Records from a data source
-- Opening Marker --
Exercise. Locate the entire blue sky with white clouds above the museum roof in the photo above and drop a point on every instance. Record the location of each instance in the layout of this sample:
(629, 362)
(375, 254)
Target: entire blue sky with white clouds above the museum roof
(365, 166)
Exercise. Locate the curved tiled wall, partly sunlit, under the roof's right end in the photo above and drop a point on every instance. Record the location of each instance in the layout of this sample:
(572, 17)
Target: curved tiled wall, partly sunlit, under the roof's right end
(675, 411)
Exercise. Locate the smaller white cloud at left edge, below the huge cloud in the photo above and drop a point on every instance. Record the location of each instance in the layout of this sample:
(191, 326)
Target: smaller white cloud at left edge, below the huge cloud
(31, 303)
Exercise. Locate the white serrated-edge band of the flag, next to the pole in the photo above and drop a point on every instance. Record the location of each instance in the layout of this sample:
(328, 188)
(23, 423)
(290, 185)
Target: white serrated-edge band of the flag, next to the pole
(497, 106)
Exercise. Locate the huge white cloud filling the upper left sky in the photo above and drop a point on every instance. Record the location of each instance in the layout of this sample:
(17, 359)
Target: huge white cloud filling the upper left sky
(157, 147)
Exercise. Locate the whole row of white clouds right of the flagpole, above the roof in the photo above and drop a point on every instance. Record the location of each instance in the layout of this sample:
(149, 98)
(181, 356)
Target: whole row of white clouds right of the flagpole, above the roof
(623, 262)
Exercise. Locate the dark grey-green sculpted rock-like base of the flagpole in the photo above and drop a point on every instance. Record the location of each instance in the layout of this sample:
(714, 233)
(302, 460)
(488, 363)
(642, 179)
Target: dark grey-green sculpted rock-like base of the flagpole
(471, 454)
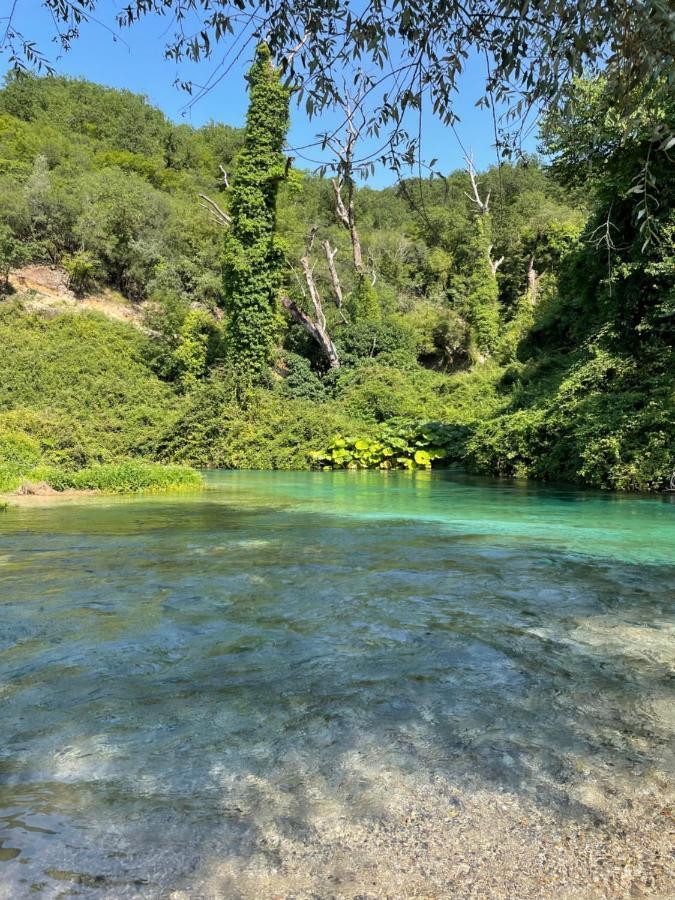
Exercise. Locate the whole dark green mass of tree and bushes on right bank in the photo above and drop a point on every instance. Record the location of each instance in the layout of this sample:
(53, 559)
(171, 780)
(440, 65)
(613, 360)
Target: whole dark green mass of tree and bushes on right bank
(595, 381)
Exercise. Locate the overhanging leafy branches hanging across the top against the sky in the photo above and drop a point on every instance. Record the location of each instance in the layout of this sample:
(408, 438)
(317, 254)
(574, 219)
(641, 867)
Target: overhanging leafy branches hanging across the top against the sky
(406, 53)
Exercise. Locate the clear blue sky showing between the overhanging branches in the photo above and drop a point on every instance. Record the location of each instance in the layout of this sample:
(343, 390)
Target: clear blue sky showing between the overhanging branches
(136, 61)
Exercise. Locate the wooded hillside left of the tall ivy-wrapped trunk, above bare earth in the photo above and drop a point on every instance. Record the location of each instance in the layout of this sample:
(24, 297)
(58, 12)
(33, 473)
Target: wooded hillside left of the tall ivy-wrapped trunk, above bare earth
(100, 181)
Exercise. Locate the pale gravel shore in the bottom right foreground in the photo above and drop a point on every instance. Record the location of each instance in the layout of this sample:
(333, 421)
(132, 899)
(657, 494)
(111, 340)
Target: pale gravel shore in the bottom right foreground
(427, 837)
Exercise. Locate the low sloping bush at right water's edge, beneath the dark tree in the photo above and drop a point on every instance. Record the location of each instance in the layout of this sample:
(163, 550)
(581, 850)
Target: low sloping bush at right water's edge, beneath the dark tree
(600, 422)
-- Closing Marker --
-- Opening Marker --
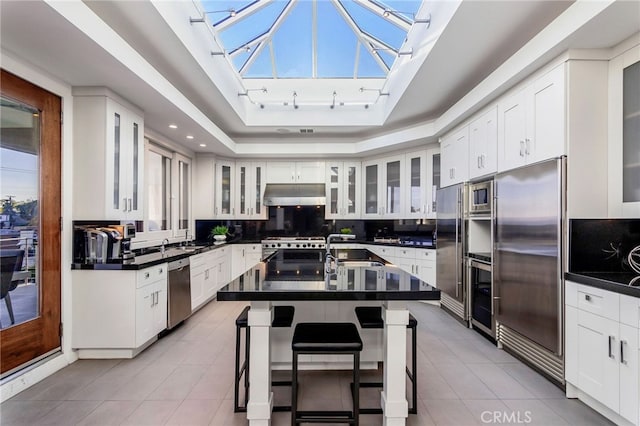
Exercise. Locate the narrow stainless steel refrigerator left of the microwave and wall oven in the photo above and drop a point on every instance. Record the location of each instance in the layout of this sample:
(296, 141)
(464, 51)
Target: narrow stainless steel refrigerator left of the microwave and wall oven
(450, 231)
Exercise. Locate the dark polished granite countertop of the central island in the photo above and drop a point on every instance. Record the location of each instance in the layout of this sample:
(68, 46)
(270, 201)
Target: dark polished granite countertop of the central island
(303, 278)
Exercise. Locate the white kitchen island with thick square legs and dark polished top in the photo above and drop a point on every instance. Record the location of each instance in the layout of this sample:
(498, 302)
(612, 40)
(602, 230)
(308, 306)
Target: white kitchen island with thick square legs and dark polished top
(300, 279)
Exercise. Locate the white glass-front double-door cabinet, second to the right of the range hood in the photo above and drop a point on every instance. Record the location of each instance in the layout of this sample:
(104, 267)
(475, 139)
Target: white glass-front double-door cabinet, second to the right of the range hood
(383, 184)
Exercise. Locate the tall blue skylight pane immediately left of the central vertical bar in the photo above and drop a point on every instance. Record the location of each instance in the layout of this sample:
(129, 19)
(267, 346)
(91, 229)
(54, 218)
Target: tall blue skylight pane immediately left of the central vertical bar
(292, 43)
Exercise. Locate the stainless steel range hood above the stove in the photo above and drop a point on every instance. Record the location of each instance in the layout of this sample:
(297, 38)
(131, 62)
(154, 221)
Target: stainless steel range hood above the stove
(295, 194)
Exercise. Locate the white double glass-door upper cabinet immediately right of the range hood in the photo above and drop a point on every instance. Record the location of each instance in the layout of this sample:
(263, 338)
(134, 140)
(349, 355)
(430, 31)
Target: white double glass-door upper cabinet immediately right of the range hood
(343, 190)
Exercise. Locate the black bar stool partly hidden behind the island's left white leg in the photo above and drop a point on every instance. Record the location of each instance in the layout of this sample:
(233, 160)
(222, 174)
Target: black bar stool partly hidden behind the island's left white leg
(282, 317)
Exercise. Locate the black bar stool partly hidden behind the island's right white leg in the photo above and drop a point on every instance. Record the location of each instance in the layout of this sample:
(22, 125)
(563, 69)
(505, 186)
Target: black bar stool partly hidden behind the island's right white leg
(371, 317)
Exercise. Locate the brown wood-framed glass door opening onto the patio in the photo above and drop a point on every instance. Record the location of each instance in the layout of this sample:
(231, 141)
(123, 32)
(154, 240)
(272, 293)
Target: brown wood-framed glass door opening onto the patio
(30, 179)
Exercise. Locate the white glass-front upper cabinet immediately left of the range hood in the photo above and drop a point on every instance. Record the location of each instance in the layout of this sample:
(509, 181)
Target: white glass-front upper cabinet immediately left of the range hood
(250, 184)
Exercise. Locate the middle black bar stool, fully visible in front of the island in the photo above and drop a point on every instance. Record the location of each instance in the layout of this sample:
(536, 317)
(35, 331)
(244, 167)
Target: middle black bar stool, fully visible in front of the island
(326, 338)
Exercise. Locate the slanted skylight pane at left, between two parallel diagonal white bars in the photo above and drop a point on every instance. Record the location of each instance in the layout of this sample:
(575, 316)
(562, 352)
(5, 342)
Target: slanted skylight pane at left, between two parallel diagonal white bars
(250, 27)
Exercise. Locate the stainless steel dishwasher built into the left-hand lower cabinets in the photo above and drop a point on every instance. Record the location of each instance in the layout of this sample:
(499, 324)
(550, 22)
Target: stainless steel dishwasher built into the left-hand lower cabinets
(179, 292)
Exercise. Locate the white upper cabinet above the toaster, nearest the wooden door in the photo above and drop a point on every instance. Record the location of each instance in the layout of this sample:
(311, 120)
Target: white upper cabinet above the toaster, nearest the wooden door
-- Closing Marker --
How to complete this task> The string "wooden" may appear in the entries. Say how many lines contain it, as a bare number.

Answer box> 2